» 引用文:
2020年8月26日水曜日

老子

 夏目漱石が護国寺で運慶を見たとか(「夢十夜」の「第六夜」), 芥川龍之介が市電から寒山, 拾得を見とか(「寒山拾得」)いう話があるが, 寺田寅彦が「電車で老子に会った話」は趣きが異なる.

つまり寺田先生は「インゼル・ビュフェライ叢書」にアレクサンダー・ウラールが訳した『老子』を見付けて購入し, 電車の中で読み始めたら面白くなり, 数回の車中で読了したという. 日本語の解説より分りやすかったらしい.

私は老子は近寄り難く避けていたが, 昨年末, 中国深圳で少し話をしたら, 謝礼として為書きのある書を貰った. それに「大道至簡」と書いてあり, 調べたところ老子の言葉らしいことが判明. それではというので老子を読むことにした.

早速読んだのは

池田知久 「老子 全訳注」 講談社学術文庫

だが,

保立道久 「現代語訳」 老子 ちくま新書

もインターネットに

保立道久の研究雑記
『老子』、現代語訳・原文・読み下し

があったので, それも参考にする.


老子は第1章から第37章までの道経と, 第38章から第81章までの徳経の, 計81章で構成される. 今回は夫々の最初の章の最初の文を例にする.

池田本では, 第1章の最初は

道可道也、非恆道也。名可名也、非恆名也。

道の道とす可きは、恒の道に非ざるなり。名の名とす可きは、恒の名に非ざるなり。

道というものがあれこれ唱えられている中で、道として定立することのできるわたしの道も、恒常不変の真の道であるとは言えない。道についての名(理論)があれこれ説かれている中で、道の名(理論)として表現することのできるわたしの名(理論)も、恒常不変の真の名(理論)であるとは言えない。

一方, 保立本は

道可道也、非恒道也。名可名也、非恒名也。

道の道(ゆ)くべきは、恒なる道に非(あら)ざるなり。名の名づくべきは、恒なる名に非ざるなり。

普通に行く道と、ここでいう「恒なる道」はまったく違うものだ。普通に名づけることができる名と、ここでいう「恒なる名」もまったく違う。

どちらも, 特に後者は短いだけあって, 禅問答のようだ.

次に第38章は, 池田本で

上徳不徳、是以有徳。下徳不失徳、是以徳无。

上徳は徳ならず、是を以て徳有り。下徳は徳を失わず、是を以て徳无し。

そもそも最上の徳は、世間的な徳とは正反対である。だからこそ、真の徳がある。下等な徳は、世間的な徳を捨てることが出来ない。だからこそ、真の徳がないのだ。

保立本は

上徳、不徳是以有徳。下徳、不失徳是以無徳。

上徳は、徳ならずして是(ここ)を以て徳あり。下徳は、徳を失わずして是を以て徳なし。

» 指示 1:
老子についての文章のうち、「道の道(ゆ)くべきは、恒なる」という語句を含むところから始め、「からこそ、真の徳がないのだ。」の後で終わる部分を、そのまま返せ。
» 指示 2:
エントリーの最初の行から始め、「point(191, 494)」を含む行の後で止めて、その範囲の「the pointer」を「the locator」に入れ替え、ほかは一切変えずにその行だけを書き出せ。画像の行は出力から除くこと。

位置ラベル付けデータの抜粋
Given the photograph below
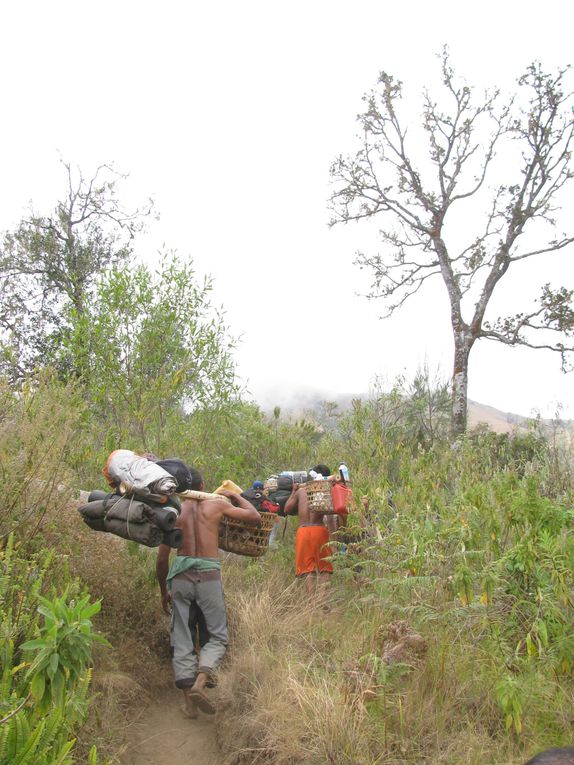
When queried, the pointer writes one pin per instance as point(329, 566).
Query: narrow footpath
point(163, 736)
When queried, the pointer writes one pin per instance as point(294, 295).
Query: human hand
point(230, 495)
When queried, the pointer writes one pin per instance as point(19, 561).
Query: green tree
point(422, 192)
point(150, 346)
point(50, 262)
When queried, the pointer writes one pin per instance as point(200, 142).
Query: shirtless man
point(192, 581)
point(312, 540)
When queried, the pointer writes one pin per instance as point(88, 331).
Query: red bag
point(269, 507)
point(341, 498)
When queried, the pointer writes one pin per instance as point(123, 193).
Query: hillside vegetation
point(446, 635)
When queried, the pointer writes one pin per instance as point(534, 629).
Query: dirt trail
point(163, 736)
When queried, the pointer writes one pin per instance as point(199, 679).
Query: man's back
point(199, 522)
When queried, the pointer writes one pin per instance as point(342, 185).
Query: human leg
point(184, 659)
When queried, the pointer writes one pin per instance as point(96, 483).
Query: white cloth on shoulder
point(139, 474)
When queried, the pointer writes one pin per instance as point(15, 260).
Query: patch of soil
point(163, 736)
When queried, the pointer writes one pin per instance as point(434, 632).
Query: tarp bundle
point(137, 474)
point(131, 518)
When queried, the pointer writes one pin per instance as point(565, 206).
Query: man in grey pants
point(192, 581)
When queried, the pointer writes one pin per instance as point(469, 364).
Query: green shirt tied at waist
point(182, 563)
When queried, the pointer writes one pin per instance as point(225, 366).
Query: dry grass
point(305, 686)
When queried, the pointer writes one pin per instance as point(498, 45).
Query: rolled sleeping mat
point(173, 538)
point(98, 494)
point(163, 517)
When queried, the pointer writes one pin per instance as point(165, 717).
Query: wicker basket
point(243, 538)
point(319, 496)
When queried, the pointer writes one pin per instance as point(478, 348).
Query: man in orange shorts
point(312, 541)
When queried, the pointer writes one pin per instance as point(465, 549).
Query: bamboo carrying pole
point(191, 494)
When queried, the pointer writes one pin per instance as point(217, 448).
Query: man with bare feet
point(312, 540)
point(192, 581)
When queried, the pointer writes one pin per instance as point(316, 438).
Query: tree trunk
point(463, 342)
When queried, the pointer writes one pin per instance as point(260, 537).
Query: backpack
point(260, 501)
point(280, 496)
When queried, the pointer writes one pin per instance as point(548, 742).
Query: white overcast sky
point(229, 114)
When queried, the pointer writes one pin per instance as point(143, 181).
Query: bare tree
point(422, 196)
point(50, 262)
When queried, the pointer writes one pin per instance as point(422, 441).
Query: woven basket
point(243, 538)
point(319, 496)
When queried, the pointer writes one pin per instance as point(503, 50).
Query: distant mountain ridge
point(297, 402)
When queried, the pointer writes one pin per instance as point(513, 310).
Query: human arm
point(161, 570)
point(239, 508)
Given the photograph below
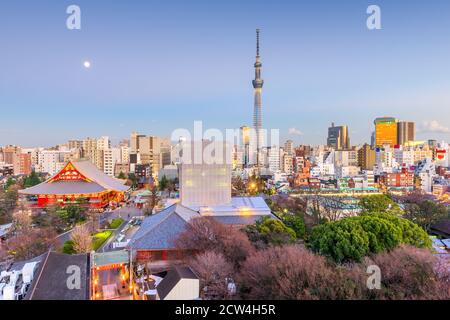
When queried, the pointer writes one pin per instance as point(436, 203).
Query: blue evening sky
point(160, 65)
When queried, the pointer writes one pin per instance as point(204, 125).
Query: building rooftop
point(81, 177)
point(172, 278)
point(51, 279)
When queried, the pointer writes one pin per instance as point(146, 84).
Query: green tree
point(121, 176)
point(426, 213)
point(383, 234)
point(296, 223)
point(379, 203)
point(351, 239)
point(343, 240)
point(9, 183)
point(132, 180)
point(412, 234)
point(270, 231)
point(163, 183)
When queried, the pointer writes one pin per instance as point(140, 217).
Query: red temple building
point(77, 183)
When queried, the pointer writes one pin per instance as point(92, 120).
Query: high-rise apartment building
point(257, 107)
point(386, 132)
point(338, 137)
point(406, 131)
point(366, 157)
point(22, 163)
point(289, 147)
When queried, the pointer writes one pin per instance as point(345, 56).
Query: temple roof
point(80, 177)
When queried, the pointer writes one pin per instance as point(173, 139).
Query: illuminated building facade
point(78, 183)
point(386, 132)
point(338, 137)
point(406, 132)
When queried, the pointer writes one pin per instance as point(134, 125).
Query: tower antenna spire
point(257, 42)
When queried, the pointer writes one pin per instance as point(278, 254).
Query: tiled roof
point(64, 187)
point(101, 182)
point(172, 278)
point(159, 231)
point(88, 169)
point(51, 279)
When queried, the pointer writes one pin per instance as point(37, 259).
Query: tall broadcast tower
point(257, 109)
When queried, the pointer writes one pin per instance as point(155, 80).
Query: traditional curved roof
point(78, 177)
point(64, 187)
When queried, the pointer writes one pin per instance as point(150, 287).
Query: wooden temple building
point(78, 183)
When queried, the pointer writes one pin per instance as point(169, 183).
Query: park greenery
point(351, 239)
point(83, 242)
point(274, 272)
point(115, 223)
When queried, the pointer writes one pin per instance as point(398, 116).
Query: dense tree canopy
point(31, 180)
point(379, 203)
point(353, 238)
point(270, 231)
point(296, 222)
point(426, 213)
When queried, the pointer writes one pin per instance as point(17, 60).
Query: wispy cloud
point(433, 126)
point(295, 132)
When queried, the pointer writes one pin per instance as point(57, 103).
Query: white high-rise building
point(273, 159)
point(51, 161)
point(204, 181)
point(111, 156)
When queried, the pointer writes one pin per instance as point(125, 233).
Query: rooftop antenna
point(257, 42)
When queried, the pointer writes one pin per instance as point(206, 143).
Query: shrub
point(353, 238)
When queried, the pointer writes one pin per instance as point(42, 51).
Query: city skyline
point(147, 74)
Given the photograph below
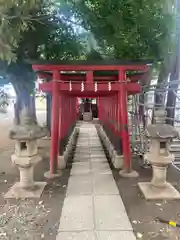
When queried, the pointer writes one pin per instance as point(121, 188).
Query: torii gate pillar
point(123, 118)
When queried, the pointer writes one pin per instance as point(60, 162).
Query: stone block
point(168, 192)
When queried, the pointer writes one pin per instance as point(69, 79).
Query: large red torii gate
point(72, 79)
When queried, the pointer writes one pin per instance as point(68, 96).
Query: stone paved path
point(93, 208)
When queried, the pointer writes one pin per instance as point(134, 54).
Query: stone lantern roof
point(161, 131)
point(28, 129)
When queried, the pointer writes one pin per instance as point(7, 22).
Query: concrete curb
point(117, 160)
point(62, 159)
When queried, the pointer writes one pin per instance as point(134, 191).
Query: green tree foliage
point(126, 28)
point(16, 16)
point(47, 36)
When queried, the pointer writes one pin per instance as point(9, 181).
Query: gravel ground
point(143, 213)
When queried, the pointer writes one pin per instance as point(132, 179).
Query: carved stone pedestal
point(160, 158)
point(26, 157)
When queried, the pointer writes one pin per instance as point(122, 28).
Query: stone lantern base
point(150, 192)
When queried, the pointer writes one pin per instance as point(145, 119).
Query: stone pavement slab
point(115, 235)
point(76, 236)
point(104, 184)
point(80, 185)
point(110, 214)
point(93, 208)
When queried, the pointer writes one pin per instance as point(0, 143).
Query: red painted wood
point(55, 124)
point(124, 122)
point(89, 67)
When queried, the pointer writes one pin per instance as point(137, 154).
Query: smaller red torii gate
point(72, 79)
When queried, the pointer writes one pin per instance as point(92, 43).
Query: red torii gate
point(83, 81)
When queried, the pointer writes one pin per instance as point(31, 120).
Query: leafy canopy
point(126, 28)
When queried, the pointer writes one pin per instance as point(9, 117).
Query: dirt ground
point(143, 213)
point(31, 219)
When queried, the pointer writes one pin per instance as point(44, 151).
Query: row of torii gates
point(108, 82)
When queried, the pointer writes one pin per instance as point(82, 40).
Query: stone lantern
point(160, 157)
point(26, 157)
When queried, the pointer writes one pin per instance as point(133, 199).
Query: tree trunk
point(175, 74)
point(159, 97)
point(25, 97)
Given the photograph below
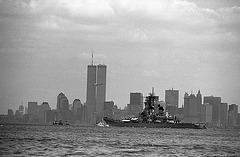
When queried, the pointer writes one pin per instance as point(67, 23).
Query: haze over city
point(45, 47)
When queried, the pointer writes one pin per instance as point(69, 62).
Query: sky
point(45, 47)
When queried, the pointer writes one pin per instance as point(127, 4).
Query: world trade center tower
point(96, 92)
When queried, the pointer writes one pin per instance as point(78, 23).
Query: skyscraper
point(223, 115)
point(59, 97)
point(76, 106)
point(190, 108)
point(232, 115)
point(199, 103)
point(171, 97)
point(62, 107)
point(101, 90)
point(216, 103)
point(136, 104)
point(96, 92)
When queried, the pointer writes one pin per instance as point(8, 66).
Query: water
point(32, 140)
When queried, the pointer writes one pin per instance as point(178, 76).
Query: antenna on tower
point(92, 57)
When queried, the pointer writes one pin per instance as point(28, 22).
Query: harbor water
point(40, 140)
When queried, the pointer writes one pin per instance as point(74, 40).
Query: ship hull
point(117, 123)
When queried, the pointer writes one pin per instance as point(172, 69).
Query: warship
point(153, 116)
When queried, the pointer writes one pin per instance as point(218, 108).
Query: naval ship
point(153, 116)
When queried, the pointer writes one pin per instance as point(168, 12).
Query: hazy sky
point(46, 45)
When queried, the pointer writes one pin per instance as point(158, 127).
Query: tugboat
point(153, 116)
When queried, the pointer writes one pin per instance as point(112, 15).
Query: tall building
point(32, 111)
point(136, 104)
point(223, 115)
point(216, 112)
point(96, 92)
point(232, 115)
point(91, 92)
point(190, 108)
point(171, 97)
point(21, 110)
point(63, 112)
point(32, 108)
point(108, 109)
point(101, 90)
point(206, 113)
point(10, 112)
point(77, 105)
point(199, 103)
point(59, 97)
point(42, 112)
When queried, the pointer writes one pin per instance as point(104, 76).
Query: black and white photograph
point(119, 78)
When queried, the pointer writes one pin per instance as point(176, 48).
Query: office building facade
point(216, 104)
point(96, 92)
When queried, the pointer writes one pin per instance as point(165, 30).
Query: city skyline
point(46, 45)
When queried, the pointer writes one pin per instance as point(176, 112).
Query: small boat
point(60, 122)
point(102, 124)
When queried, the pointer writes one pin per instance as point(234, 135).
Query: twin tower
point(96, 92)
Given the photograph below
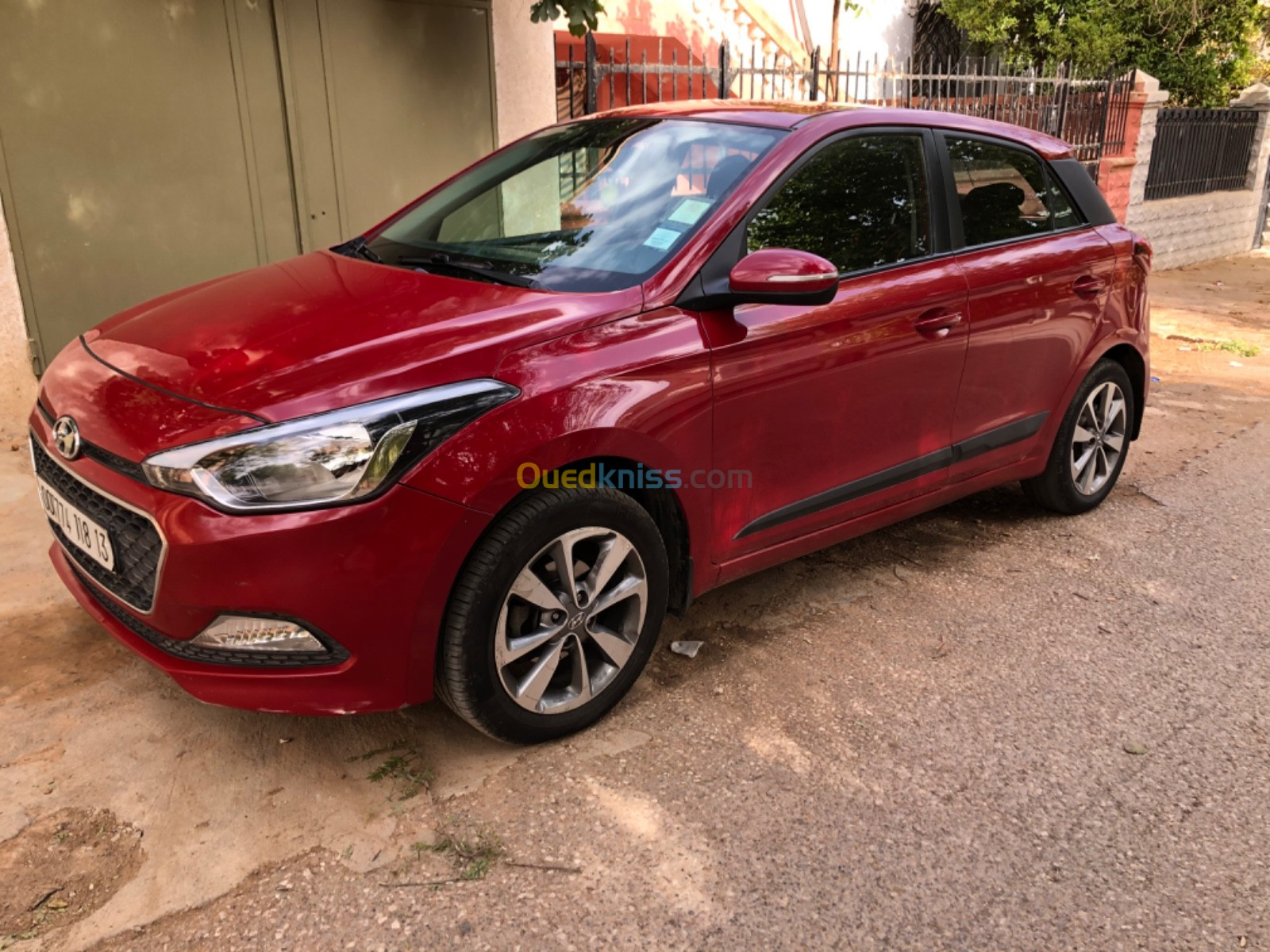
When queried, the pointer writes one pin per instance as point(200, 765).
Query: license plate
point(83, 532)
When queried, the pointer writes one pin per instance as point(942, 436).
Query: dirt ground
point(984, 727)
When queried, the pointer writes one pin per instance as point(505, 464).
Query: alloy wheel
point(1099, 438)
point(571, 620)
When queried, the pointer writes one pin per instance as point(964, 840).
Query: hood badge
point(67, 437)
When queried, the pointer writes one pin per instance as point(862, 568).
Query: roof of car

» 出力 1:
道の道(ゆ)くべきは、恒なる道に非(あら)ざるなり。名の名づくべきは、恒なる名に非ざるなり。

普通に行く道と、ここでいう「恒なる道」はまったく違うものだ。普通に名づけることができる名と、ここでいう「恒なる名」もまったく違う。

どちらも, 特に後者は短いだけあって, 禅問答のようだ.

次に第38章は, 池田本で

上徳不徳、是以有徳。下徳不失徳、是以徳无。

上徳は徳ならず、是を以て徳有り。下徳は徳を失わず、是を以て徳无し。

そもそも最上の徳は、世間的な徳とは正反対である。だからこそ、真の徳がある。下等な徳は、世間的な徳を捨てることが出来ない。だからこそ、真の徳がないのだ。

» 出力 2:
Given the photograph below
When queried, the locator writes one pin per instance as point(329, 566).
Query: narrow footpath
point(163, 736)
When queried, the locator writes one pin per instance as point(294, 295).
Query: human hand
point(230, 495)
When queried, the locator writes one pin per instance as point(19, 561).
Query: green tree
point(422, 192)
point(150, 346)
point(50, 262)
When queried, the locator writes one pin per instance as point(200, 142).
Query: shirtless man
point(192, 581)
point(312, 540)
When queried, the locator writes one pin per instance as point(88, 331).
Query: red bag
point(269, 507)
point(341, 498)
When queried, the locator writes one pin per instance as point(123, 193).
Query: hillside vegetation
point(446, 635)
When queried, the locator writes one pin per instance as point(534, 629).
Query: dirt trail
point(163, 736)
When queried, the locator writes one pin per instance as point(199, 679).
Query: man's back
point(199, 522)
When queried, the locator writes one pin per instance as point(342, 185).
Query: human leg
point(184, 659)
When queried, the locator writes one pin per instance as point(96, 483).
Query: white cloth on shoulder
point(139, 474)
When queried, the locator writes one pin per instance as point(15, 260).
Query: patch of soil
point(163, 736)
When queried, the locator writes one pin per instance as point(434, 632).
Query: tarp bundle
point(137, 474)
point(131, 518)
When queried, the locator writes one pin per instance as point(565, 206).
Query: man in grey pants
point(192, 581)
When queried, the locator writes one pin per instance as point(469, 364).
Query: green shirt tied at waist
point(182, 563)
When queried, the locator writes one pin per instance as point(225, 366).
Query: dry grass
point(305, 686)
When queried, the locator writes one pin per instance as point(498, 45).
Query: rolled sleeping mat
point(173, 538)
point(98, 494)
point(163, 517)
When queried, the locator writes one pin per instance as point(165, 717).
Query: wicker basket
point(243, 538)
point(319, 496)
When queried, the locator writes one pin per instance as point(478, 348).
Query: man in orange shorts
point(312, 541)
When queried, the locator writes one pin per instance as point(465, 549).
Query: bamboo carrying pole
point(191, 494)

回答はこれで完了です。